**WHAT IS ASKED**:
Scale the entries starting at the line containing "Target: white ceiling" and ending with the last line of the final entry, repeating every line in that span, requests included. Multiply each point coordinate by 2.2 and round it to a whole number, with halves rounded up.
══ TASK DATA ══
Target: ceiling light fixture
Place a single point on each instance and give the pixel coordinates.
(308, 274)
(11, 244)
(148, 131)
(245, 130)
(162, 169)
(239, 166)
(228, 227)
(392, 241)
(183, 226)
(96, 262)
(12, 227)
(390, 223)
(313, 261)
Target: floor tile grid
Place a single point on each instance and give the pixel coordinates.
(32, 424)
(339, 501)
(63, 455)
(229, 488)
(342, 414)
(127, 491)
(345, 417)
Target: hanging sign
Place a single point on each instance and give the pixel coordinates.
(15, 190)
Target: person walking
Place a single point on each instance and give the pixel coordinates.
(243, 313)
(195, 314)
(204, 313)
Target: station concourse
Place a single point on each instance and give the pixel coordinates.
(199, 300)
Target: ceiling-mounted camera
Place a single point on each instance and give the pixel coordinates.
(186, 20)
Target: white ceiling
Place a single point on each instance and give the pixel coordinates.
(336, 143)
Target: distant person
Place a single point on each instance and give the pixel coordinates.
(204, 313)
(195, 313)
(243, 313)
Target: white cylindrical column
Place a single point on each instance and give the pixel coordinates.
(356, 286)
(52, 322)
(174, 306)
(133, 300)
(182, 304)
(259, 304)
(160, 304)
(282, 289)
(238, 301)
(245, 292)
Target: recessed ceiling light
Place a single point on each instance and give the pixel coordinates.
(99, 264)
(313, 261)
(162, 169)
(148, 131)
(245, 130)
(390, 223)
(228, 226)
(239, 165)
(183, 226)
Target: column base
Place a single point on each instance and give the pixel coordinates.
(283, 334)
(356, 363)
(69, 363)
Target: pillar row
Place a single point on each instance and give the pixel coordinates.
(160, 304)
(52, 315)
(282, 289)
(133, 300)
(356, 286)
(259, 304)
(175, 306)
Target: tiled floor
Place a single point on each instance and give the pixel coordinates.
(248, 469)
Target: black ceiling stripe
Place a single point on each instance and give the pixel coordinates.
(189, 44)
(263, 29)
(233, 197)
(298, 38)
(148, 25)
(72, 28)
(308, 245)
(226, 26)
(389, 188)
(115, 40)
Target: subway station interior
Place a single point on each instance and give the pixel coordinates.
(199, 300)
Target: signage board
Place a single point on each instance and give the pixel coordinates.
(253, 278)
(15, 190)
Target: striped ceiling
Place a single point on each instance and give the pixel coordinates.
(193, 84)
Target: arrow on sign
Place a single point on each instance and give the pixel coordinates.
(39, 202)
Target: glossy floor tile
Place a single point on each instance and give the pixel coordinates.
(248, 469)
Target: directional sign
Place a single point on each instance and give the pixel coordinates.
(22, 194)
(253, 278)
═══
**SOLUTION**:
Target: white ceiling
Place a single point on each instance and give the pixel coordinates.
(739, 315)
Target: distant person
Place a single point on each instance and give the pixel coordinates.
(449, 689)
(429, 689)
(535, 689)
Target: white cylindrical column
Place a single point on each instance and give the pixel coordinates.
(783, 629)
(114, 708)
(383, 673)
(293, 660)
(400, 669)
(570, 669)
(352, 669)
(620, 636)
(524, 662)
(539, 642)
Target: recessed ceiling light
Place a single point on each instance and give the pixel coordinates.
(218, 581)
(689, 574)
(356, 372)
(326, 288)
(539, 286)
(858, 491)
(502, 497)
(526, 363)
(403, 497)
Target: column base
Place a single point on each instance and give the pixel coordinates.
(623, 735)
(783, 799)
(152, 799)
Target: pillar row
Place a single point on each instance and give the pixel coordinates.
(352, 669)
(114, 693)
(620, 636)
(293, 660)
(783, 629)
(570, 669)
(385, 673)
Target: tiled floor
Place a single point on each instance and give the pixel coordinates.
(546, 1032)
Target: black ceiling stripe
Place a single point on each instance and give the pixel coordinates.
(416, 97)
(579, 64)
(513, 433)
(656, 84)
(326, 55)
(158, 62)
(678, 539)
(497, 57)
(856, 414)
(253, 88)
Target: subway station interior
Place a single point on each instance and give the pixel coordinates.
(438, 660)
Target: signage board
Place a single point on each instance and give the pixel coordinates.
(557, 612)
(33, 418)
Target: striped ceiling
Place a single point on each instance and give the pixel coordinates.
(425, 185)
Target: arrow on sign
Place a single point on each instance and give the pixel coordinates.
(86, 444)
Target: glossy floor tile
Place a single point on each instance and give the pixel coordinates.
(546, 1032)
Target: directional sign
Place a single point on each instance and give the pixel coordinates.
(48, 427)
(557, 612)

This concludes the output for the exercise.